▶ _What this task involves_
Would you copy out every one of the entries below word for word, leaving the pictures out?

▶ _Entries of collected data_
|---|

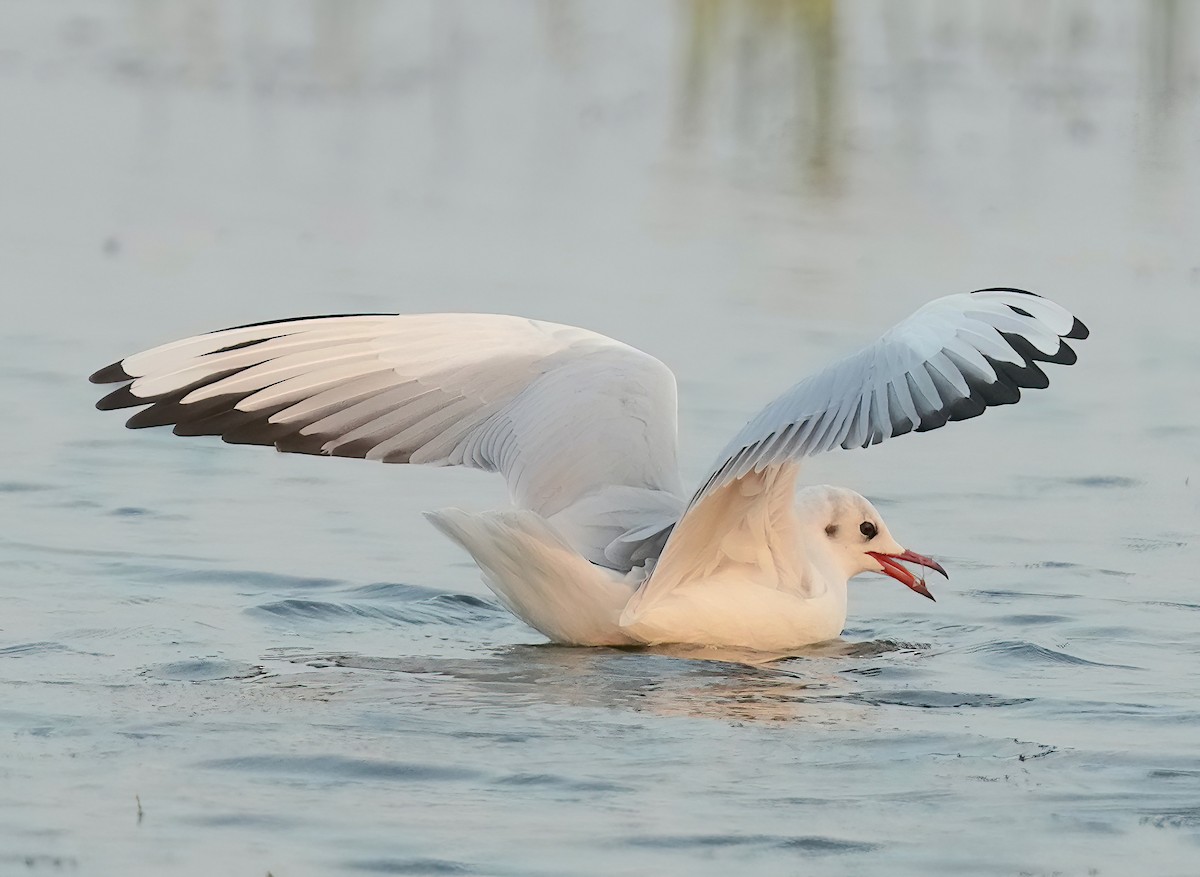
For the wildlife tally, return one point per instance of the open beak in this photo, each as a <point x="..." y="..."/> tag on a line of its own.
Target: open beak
<point x="891" y="564"/>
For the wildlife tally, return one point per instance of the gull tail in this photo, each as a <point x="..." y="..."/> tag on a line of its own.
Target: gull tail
<point x="540" y="578"/>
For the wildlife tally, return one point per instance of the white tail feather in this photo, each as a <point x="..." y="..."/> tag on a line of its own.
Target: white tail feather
<point x="541" y="580"/>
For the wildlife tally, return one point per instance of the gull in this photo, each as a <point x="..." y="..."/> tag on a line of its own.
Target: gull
<point x="604" y="545"/>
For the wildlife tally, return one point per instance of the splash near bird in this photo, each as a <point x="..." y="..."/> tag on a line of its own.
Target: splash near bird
<point x="604" y="545"/>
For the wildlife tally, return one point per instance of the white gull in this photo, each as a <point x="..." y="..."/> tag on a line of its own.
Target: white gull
<point x="604" y="546"/>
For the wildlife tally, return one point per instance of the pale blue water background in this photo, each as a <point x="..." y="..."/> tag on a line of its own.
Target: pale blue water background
<point x="294" y="674"/>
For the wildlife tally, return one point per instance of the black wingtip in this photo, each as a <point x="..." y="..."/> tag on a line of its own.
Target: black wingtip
<point x="1006" y="289"/>
<point x="121" y="397"/>
<point x="111" y="374"/>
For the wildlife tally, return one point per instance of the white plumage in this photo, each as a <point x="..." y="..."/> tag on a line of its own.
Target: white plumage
<point x="605" y="548"/>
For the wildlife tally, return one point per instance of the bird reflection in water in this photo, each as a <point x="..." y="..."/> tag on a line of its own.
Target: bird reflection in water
<point x="706" y="683"/>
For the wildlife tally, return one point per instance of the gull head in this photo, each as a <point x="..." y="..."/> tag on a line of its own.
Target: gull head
<point x="855" y="536"/>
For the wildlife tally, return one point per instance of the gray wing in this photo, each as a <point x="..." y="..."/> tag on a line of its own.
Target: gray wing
<point x="561" y="412"/>
<point x="951" y="360"/>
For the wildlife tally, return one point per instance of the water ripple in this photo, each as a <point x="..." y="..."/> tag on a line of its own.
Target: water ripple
<point x="443" y="608"/>
<point x="813" y="844"/>
<point x="409" y="866"/>
<point x="1024" y="650"/>
<point x="342" y="768"/>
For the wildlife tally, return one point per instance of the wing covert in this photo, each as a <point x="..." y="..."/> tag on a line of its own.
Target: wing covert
<point x="951" y="360"/>
<point x="559" y="410"/>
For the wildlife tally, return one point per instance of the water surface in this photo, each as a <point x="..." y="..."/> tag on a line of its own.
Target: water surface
<point x="219" y="660"/>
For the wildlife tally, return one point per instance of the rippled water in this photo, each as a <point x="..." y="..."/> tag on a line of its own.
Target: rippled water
<point x="221" y="660"/>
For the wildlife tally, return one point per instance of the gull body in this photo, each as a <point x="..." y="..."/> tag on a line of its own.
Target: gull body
<point x="604" y="545"/>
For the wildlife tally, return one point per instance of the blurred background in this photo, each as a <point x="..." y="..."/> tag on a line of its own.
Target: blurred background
<point x="747" y="191"/>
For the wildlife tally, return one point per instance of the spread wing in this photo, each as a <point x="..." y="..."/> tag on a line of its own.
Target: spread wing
<point x="951" y="360"/>
<point x="561" y="412"/>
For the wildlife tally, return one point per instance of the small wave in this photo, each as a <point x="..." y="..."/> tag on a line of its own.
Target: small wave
<point x="409" y="866"/>
<point x="562" y="782"/>
<point x="23" y="487"/>
<point x="933" y="700"/>
<point x="341" y="768"/>
<point x="256" y="578"/>
<point x="25" y="649"/>
<point x="442" y="608"/>
<point x="394" y="590"/>
<point x="1102" y="481"/>
<point x="813" y="844"/>
<point x="204" y="671"/>
<point x="1024" y="650"/>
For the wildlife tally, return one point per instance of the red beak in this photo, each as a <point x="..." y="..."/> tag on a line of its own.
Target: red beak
<point x="891" y="564"/>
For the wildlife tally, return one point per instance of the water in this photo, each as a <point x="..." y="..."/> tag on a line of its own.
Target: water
<point x="221" y="660"/>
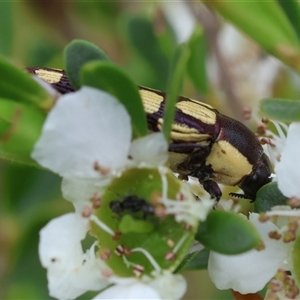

|---|

▶ _Exercise answer_
For the wildlife tally, return one point per instance of the open beak in this photo, each as a <point x="..." y="..."/> tag on a line of its own.
Target: open beak
<point x="891" y="564"/>
For the wildlife tally, return one point per instance of the gull tail in this photo, each as a <point x="..." y="..."/> tag on a line of its own.
Target: gull tail
<point x="540" y="578"/>
For the wildlife tally, return one point per instance of the white tail feather in this photo, each as a <point x="..." y="..."/> tag on a line of its own.
Target: white tail feather
<point x="541" y="580"/>
For the wildlife tally, return one point per instance of the gull in this photo, each as a <point x="..." y="..."/> tag on a line of its own.
Target: gull
<point x="604" y="545"/>
For the wildlife tally, return one point per instance of the splash near bird in this photo, each as a <point x="..." y="..."/> tag on a line of its own.
Target: splash near bird
<point x="604" y="545"/>
For the wildlife tally, return one point per instance of the white gull in this photo, each as a <point x="..." y="..."/> tag on a line of its own.
Target: white gull
<point x="604" y="546"/>
For the wildlife tally, return one point per instance of the pale blue water background in this photo, each as a <point x="..." y="..."/> tag on a line of its own.
Target: pale blue water background
<point x="294" y="674"/>
For the wildlife tally, return one point per instance of the black wingtip in this photo, each as a <point x="..." y="..."/> tag on a line of its own.
Target: black wingtip
<point x="1006" y="289"/>
<point x="121" y="397"/>
<point x="111" y="374"/>
For the wildlife tally, return one point per instance of the white plumage in this photo, each as a <point x="..." y="..."/> tag on a line of its own.
Target: white plumage
<point x="605" y="548"/>
For the wildlife tally, return one point per instance of the bird reflection in water in this photo, each as a <point x="..." y="..."/> tag on a line of its own.
Target: bird reflection in water
<point x="706" y="683"/>
For the wildlife tally, return one point per instance of the gull head in this photo, each as a <point x="..." y="..."/> tag on a line of its own.
Target: gull head
<point x="855" y="536"/>
For the wildlife tally, return one point per instance of the gray wing in this photo, each as a <point x="..." y="..."/> tag on a line of its own.
Target: gray wing
<point x="561" y="412"/>
<point x="951" y="360"/>
For the wildlife tally, return one point per instance of the water ripple in this photo, each as a <point x="..." y="..."/> tag on a line of its own.
Target: water ripple
<point x="443" y="608"/>
<point x="813" y="844"/>
<point x="409" y="866"/>
<point x="1024" y="650"/>
<point x="342" y="768"/>
For the wildlife tally, return one point per instance of the wing covert in this photo, each as a <point x="..." y="..."/> tag on a line of its own.
Target: wing covert
<point x="951" y="360"/>
<point x="559" y="410"/>
For the wildlife tally, return one point per instance of the water surface in this photo, each as a <point x="..." y="..."/> tag on a line of its own.
Target: water surface
<point x="219" y="660"/>
For the wildlife tally, return one point per instance of the rippled water in this photo, each as a <point x="..." y="..."/> tag on a line of its own.
Target: rippled water
<point x="221" y="660"/>
For the wildlife tally, return one point per instance of the gull body in this photo, each as a <point x="..." y="..."/> tag on a line of its own.
Target: gull body
<point x="604" y="545"/>
For the wildlife tally, return one point per instance of the blurred background in this photo, each as a <point x="..." y="..."/> tag on a line of its own.
Target: blurred background
<point x="747" y="191"/>
For the wildlife tally, return one point per instance of the spread wing in this photo, each as a <point x="..." y="..."/> tag on a line of its own.
Target: spread wing
<point x="951" y="360"/>
<point x="561" y="412"/>
For the wildlife tally, return one point per instance of the small wave in this photo, each as a <point x="..." y="..."/> tag on a line of its own.
Target: small wave
<point x="409" y="866"/>
<point x="562" y="782"/>
<point x="23" y="487"/>
<point x="933" y="700"/>
<point x="341" y="768"/>
<point x="256" y="578"/>
<point x="25" y="649"/>
<point x="442" y="608"/>
<point x="394" y="590"/>
<point x="1102" y="481"/>
<point x="813" y="844"/>
<point x="204" y="671"/>
<point x="1024" y="650"/>
For the wildlife tally, return one point per instance of the red beak in this photo, each as a <point x="..." y="..."/> tag on a line of its own.
Target: red beak
<point x="891" y="564"/>
For the wildlife tally, return one point per instance of the water in this photo, each as a <point x="..." y="..."/> tag on a line of its own.
Target: water
<point x="221" y="660"/>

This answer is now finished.